Segment Start: AVAILABLE RECORDS

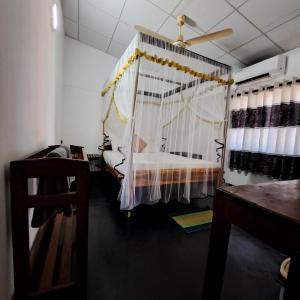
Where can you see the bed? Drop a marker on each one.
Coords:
(173, 168)
(161, 99)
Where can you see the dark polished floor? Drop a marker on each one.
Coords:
(150, 258)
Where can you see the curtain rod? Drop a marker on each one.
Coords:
(170, 47)
(267, 88)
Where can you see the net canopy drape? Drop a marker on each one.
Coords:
(164, 111)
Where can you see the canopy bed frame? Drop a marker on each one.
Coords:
(163, 82)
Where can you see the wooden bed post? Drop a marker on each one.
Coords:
(226, 122)
(129, 212)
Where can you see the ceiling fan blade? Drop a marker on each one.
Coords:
(210, 36)
(152, 33)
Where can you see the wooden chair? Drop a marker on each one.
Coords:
(56, 265)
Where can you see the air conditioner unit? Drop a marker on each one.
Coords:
(270, 68)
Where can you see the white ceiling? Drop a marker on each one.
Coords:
(262, 28)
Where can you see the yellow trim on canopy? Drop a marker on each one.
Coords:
(162, 61)
(120, 117)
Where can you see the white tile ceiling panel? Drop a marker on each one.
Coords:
(70, 9)
(207, 49)
(243, 31)
(256, 50)
(206, 13)
(112, 7)
(236, 3)
(231, 61)
(96, 20)
(144, 13)
(266, 14)
(287, 36)
(166, 5)
(93, 38)
(71, 28)
(116, 49)
(170, 30)
(124, 33)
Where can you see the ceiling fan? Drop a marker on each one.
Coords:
(179, 41)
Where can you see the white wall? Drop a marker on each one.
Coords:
(85, 71)
(27, 98)
(237, 177)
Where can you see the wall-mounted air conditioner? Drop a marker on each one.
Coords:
(270, 68)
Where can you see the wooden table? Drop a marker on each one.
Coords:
(268, 211)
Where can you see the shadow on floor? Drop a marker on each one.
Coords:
(149, 257)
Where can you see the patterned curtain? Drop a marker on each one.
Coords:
(264, 133)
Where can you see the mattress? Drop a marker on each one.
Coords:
(159, 160)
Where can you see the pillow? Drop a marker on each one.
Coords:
(138, 144)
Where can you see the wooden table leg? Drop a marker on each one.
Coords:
(216, 261)
(292, 291)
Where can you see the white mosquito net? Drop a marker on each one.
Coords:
(164, 112)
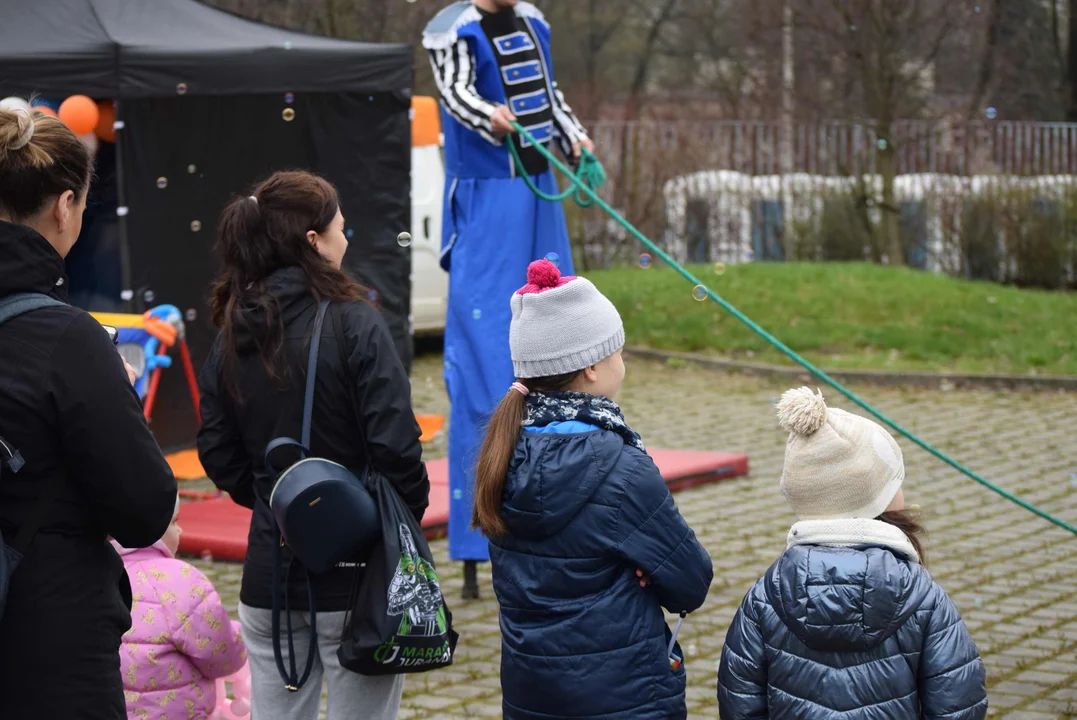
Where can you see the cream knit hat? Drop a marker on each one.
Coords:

Segment End: AVAILABLE RECORDS

▸ **WHAT THIS TASK INVOLVES**
The entries are to be transcribed in full. Their pictures are not.

▸ **SOLUTION**
Where can you see the bed? Drop a marker on each one.
Coords:
(173, 168)
(161, 99)
Where can you see the dark polished floor? Drop a marker on each one.
Coords:
(150, 258)
Where can you see the curtain rod? Drop a marker on each one.
Coords:
(170, 47)
(267, 88)
Where can you see the net canopy drape? Drop a marker on each one.
Coords:
(164, 111)
Where can you see the canopy bed frame? Drop a marker on each one.
Coords:
(163, 82)
Where can you see the wooden bed post? Drop a marker on each one.
Coords:
(226, 122)
(129, 212)
Where can you see the ceiling fan blade? Drop a marker on each one.
Coords:
(210, 36)
(152, 33)
Where can you see the wooden chair? Drop a marker on each one.
Coords:
(56, 265)
Where can you see the air conditioner unit? Drop a marker on each one.
Coords:
(270, 68)
Where can you see the white ceiling? Drop a marker on each one.
Coords:
(262, 28)
Where can you see the yellow trim on canopy? Drop a marker on each one.
Coords:
(162, 61)
(120, 117)
Where can you see the white tile ceiling panel? Drop a marker on each one.
Coords:
(70, 9)
(207, 49)
(243, 31)
(256, 50)
(206, 13)
(112, 7)
(236, 3)
(231, 61)
(96, 20)
(144, 13)
(266, 14)
(287, 36)
(166, 5)
(93, 38)
(71, 28)
(116, 49)
(170, 30)
(124, 33)
Where can you see the ceiling fan? Drop a marker on each one.
Coords:
(179, 41)
Where can you see the white wall? Drop a marker on each one.
Coords:
(85, 71)
(27, 98)
(237, 177)
Where can you see the wall-mounted air conditioner? Drop a marker on each one.
Coords:
(270, 68)
Where can you see the wooden table? Drop a marker on each one.
Coords:
(268, 211)
Where can you see the shadow on floor? Drop a marker on each one.
Coords:
(149, 257)
Where can you see the patterned curtain? Drop a marker on each one.
Coords:
(264, 133)
Where can you see the mattress? Drop a marker on each one.
Coords:
(159, 160)
Where can you see the pillow? Drop a marker on each one.
Coords:
(138, 144)
Where can you see the wooden table leg? Drop a marker on each one.
Coords:
(216, 261)
(292, 291)
Where can you see the white mosquito net? Drop a marker on each one.
Coords:
(164, 112)
Where can you see the cream knit hat? Drop a marker on each one.
Coords:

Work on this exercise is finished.